▶ _DATA LISTING_

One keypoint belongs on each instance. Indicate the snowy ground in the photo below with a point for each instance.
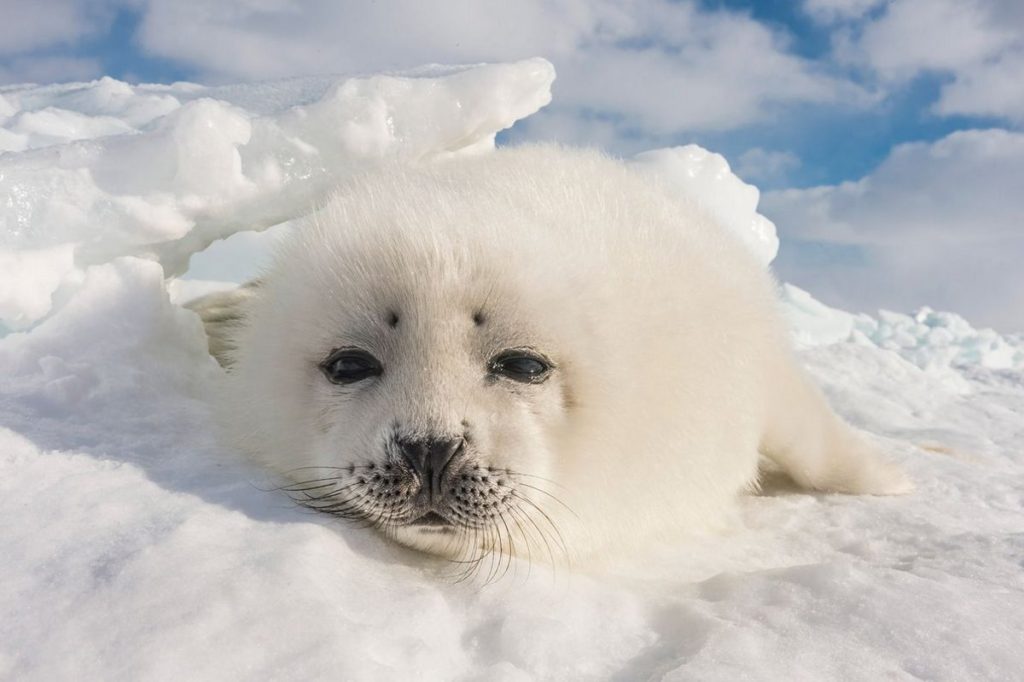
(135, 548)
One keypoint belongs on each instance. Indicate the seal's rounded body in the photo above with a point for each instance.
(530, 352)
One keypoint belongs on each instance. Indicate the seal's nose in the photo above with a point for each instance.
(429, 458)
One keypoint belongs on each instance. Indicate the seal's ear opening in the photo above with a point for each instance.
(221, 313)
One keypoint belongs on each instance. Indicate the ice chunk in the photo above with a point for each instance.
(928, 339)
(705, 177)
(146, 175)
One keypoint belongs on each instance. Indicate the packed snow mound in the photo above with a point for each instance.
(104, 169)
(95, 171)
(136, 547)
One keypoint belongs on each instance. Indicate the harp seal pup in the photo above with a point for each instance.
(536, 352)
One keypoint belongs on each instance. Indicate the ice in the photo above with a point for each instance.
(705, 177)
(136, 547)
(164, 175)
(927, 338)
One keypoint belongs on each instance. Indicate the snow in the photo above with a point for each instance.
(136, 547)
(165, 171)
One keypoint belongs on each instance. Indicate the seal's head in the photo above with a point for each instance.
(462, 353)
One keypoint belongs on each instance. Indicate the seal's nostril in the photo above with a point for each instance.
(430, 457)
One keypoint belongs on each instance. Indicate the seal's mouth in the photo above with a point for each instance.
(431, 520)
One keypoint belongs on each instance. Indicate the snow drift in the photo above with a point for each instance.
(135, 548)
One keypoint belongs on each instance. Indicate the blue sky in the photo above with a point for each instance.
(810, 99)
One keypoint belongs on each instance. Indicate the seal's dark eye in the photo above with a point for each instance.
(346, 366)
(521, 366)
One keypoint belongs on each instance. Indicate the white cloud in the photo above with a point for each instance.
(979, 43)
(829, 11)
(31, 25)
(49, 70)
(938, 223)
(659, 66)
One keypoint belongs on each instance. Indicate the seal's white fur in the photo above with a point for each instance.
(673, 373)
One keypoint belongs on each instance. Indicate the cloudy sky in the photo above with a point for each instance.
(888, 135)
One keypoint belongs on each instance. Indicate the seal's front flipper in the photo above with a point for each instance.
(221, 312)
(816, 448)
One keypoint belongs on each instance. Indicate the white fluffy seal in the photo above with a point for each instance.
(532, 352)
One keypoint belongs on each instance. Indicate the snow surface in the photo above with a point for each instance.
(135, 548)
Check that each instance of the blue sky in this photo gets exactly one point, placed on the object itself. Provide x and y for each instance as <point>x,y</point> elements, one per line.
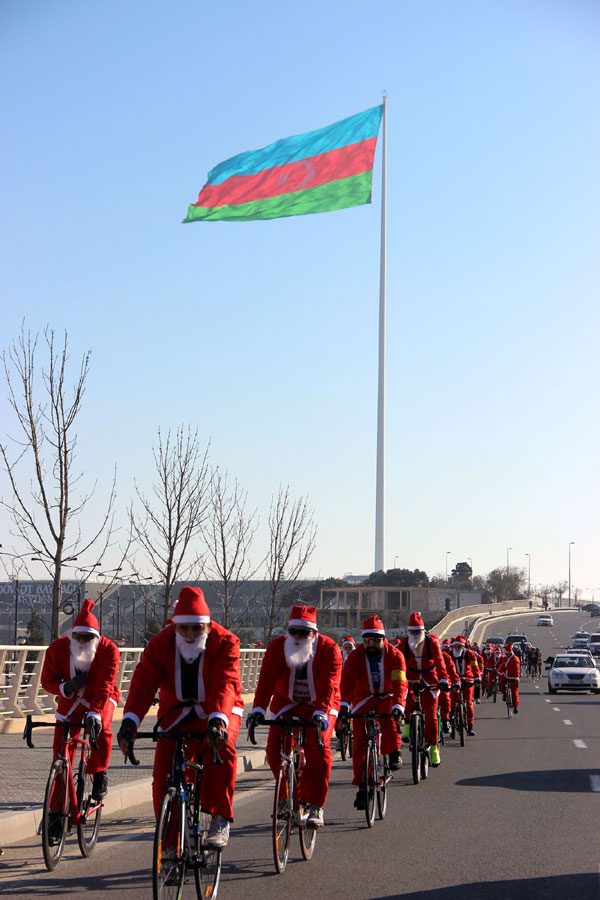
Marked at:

▶ _YOUR OBJECTIVE_
In the data above, find the line containing "One keypoint belongs on each instance. Indicate the seal's front"; from there, please write out each line through the end, exactly, with the pictures omitted.

▶ _EXERCISE RESPONSE_
One keypoint belongs on each instance. Indicate the seal's front flipper in the photo above with a point for each instance.
(221, 312)
(816, 448)
One keypoint belongs on each instance. Indicate the white fluffy seal in the photo above with a point for each instance.
(532, 352)
One keypoint belongs on each instance. Indicate the snow surface in the photo above with a point for each instance.
(135, 548)
Check that each instance of the blue sky in this photo gets exactly one point, placed on the object itself. Provide x and y for each instance as <point>x,y</point> elements, one per line.
Marked at:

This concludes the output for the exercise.